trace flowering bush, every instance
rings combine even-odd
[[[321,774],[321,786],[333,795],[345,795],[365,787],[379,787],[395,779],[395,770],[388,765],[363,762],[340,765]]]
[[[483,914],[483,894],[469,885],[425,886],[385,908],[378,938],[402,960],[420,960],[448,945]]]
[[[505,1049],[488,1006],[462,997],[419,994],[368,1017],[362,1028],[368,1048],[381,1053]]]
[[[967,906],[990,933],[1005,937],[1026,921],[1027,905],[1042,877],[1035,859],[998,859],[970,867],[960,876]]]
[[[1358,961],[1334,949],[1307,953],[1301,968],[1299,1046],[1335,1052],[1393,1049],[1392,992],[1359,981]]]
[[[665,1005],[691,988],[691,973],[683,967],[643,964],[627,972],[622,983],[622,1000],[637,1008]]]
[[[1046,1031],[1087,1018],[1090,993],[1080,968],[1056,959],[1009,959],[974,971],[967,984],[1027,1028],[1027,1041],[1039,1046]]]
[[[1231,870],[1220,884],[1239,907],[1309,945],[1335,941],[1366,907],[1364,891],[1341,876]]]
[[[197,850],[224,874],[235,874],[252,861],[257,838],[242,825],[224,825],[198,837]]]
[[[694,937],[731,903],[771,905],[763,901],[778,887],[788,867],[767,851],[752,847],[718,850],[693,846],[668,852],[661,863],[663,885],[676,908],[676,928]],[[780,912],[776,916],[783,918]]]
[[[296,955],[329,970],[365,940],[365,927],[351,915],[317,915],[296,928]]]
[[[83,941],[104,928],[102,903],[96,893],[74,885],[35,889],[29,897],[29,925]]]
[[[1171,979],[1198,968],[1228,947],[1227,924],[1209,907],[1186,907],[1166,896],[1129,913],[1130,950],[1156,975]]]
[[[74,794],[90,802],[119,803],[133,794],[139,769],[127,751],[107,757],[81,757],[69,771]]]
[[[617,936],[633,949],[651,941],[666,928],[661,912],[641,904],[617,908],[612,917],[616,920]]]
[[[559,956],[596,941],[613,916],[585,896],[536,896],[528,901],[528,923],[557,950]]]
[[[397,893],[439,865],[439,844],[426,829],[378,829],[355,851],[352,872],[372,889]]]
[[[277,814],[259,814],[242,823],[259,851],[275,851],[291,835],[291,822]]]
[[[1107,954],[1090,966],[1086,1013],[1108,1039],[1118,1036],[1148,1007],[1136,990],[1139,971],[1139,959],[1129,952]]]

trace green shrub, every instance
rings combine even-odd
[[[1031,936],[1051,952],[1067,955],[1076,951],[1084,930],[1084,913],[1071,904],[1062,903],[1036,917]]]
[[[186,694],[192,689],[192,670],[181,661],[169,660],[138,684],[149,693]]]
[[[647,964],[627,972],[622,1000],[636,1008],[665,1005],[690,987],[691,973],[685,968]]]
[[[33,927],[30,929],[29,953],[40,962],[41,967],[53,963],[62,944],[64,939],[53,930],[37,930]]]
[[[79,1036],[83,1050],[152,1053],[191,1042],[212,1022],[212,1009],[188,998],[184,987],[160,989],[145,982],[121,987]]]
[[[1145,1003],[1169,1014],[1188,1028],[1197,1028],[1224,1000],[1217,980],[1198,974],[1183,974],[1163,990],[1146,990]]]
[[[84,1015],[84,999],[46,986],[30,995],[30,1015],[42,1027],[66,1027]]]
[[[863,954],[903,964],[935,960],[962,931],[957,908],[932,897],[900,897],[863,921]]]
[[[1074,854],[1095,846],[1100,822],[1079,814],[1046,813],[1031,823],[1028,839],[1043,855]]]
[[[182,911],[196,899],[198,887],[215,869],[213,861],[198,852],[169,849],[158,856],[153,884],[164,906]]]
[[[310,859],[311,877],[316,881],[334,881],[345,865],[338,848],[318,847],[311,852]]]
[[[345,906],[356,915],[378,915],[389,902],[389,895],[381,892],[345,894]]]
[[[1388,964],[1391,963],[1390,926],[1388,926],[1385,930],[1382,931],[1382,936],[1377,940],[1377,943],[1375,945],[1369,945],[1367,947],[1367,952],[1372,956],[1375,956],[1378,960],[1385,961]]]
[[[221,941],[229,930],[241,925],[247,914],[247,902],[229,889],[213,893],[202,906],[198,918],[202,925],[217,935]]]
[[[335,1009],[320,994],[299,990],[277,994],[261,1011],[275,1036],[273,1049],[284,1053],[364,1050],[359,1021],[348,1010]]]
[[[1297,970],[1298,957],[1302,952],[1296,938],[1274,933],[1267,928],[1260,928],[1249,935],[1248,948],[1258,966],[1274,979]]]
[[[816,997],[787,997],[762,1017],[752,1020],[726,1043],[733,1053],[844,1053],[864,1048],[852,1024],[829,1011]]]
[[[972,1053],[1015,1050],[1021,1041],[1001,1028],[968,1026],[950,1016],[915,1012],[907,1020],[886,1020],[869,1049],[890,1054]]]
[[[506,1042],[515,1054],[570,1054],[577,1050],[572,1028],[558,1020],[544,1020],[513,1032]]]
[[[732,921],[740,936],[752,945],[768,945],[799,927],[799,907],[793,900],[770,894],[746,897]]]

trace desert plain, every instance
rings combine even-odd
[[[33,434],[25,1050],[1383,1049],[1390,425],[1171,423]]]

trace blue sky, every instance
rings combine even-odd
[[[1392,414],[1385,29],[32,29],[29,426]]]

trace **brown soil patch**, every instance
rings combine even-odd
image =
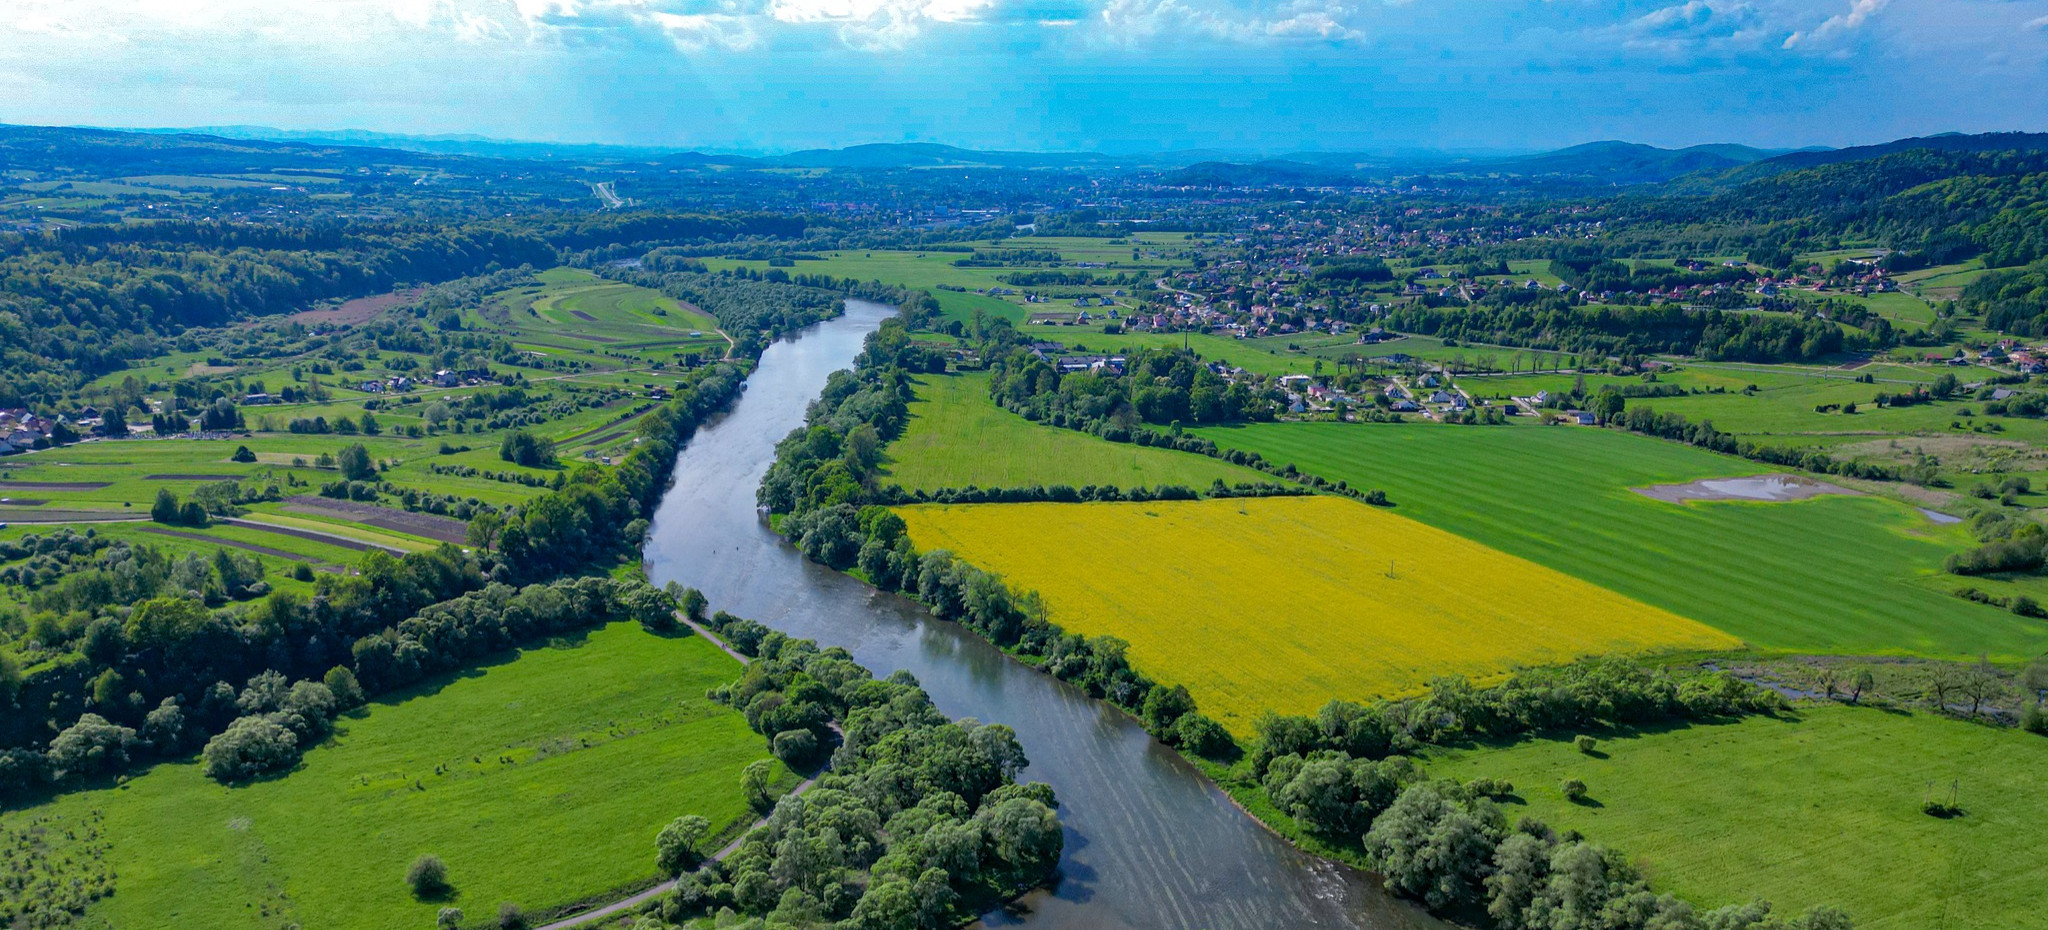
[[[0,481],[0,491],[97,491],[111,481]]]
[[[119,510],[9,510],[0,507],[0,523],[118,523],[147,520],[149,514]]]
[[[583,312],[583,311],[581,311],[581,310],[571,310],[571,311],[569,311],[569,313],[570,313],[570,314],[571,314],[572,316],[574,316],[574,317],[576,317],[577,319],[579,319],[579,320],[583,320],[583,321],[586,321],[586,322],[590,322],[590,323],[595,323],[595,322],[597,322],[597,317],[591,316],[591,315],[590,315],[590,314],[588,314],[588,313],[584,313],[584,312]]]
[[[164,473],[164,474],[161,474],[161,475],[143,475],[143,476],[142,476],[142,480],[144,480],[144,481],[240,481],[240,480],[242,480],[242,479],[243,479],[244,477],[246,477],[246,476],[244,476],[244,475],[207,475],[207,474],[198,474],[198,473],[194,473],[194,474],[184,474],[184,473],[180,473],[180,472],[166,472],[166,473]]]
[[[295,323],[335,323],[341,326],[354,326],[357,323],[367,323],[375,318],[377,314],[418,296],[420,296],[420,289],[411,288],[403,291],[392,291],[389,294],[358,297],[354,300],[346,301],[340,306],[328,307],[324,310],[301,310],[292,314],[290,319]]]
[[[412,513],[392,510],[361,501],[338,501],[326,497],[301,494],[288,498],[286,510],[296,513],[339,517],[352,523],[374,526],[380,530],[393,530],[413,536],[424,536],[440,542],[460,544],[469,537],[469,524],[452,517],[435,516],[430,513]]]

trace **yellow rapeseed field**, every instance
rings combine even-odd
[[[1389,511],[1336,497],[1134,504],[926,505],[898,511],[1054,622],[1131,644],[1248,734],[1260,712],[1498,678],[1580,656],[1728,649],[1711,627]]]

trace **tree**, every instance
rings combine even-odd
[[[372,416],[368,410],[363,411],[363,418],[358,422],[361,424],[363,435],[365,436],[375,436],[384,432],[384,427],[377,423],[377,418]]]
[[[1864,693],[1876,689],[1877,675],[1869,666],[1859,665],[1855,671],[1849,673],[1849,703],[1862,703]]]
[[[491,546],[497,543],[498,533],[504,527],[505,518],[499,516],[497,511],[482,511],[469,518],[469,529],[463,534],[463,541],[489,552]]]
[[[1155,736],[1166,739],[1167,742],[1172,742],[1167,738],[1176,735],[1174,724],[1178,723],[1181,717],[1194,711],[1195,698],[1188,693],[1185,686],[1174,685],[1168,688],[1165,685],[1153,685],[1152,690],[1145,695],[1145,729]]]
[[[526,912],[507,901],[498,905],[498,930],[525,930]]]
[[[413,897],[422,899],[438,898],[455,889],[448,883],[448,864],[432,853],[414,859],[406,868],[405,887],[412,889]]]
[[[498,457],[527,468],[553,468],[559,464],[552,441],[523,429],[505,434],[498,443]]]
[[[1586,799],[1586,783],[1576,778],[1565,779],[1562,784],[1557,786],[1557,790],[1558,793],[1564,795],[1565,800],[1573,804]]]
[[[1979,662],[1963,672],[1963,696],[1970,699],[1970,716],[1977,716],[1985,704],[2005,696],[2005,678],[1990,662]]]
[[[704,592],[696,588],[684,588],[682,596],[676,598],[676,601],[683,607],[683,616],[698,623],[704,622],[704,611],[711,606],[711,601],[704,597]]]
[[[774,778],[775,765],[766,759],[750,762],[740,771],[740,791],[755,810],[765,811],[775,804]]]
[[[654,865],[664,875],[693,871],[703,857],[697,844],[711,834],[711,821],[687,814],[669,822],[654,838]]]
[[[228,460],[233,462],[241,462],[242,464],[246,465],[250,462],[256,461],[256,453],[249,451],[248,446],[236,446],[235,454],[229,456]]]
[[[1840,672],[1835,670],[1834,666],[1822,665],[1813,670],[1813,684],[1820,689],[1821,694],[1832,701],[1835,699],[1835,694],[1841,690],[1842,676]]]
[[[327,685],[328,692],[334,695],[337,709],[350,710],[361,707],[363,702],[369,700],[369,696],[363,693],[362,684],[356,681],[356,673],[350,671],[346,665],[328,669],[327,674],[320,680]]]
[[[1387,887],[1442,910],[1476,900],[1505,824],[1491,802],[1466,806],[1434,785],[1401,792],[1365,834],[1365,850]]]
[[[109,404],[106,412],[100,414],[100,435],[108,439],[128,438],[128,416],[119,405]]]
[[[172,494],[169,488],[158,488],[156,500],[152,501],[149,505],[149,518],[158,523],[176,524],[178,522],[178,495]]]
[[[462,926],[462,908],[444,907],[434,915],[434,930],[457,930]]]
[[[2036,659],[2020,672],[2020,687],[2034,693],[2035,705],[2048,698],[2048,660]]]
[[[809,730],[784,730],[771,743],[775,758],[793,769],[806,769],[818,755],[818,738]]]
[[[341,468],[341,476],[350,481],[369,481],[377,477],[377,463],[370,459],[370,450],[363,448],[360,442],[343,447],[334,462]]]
※ ※ ※
WHAT THE TASK ASKS: If a line in the records above contains "every", copy that line.

WRITTEN ANSWER:
trace flowering bush, every instance
trace green shrub, every instance
trace desert plain, every instance
trace blue sky, every instance
trace **brown soil patch**, every instance
trace **yellow rapeseed field**, every instance
trace **tree**, every instance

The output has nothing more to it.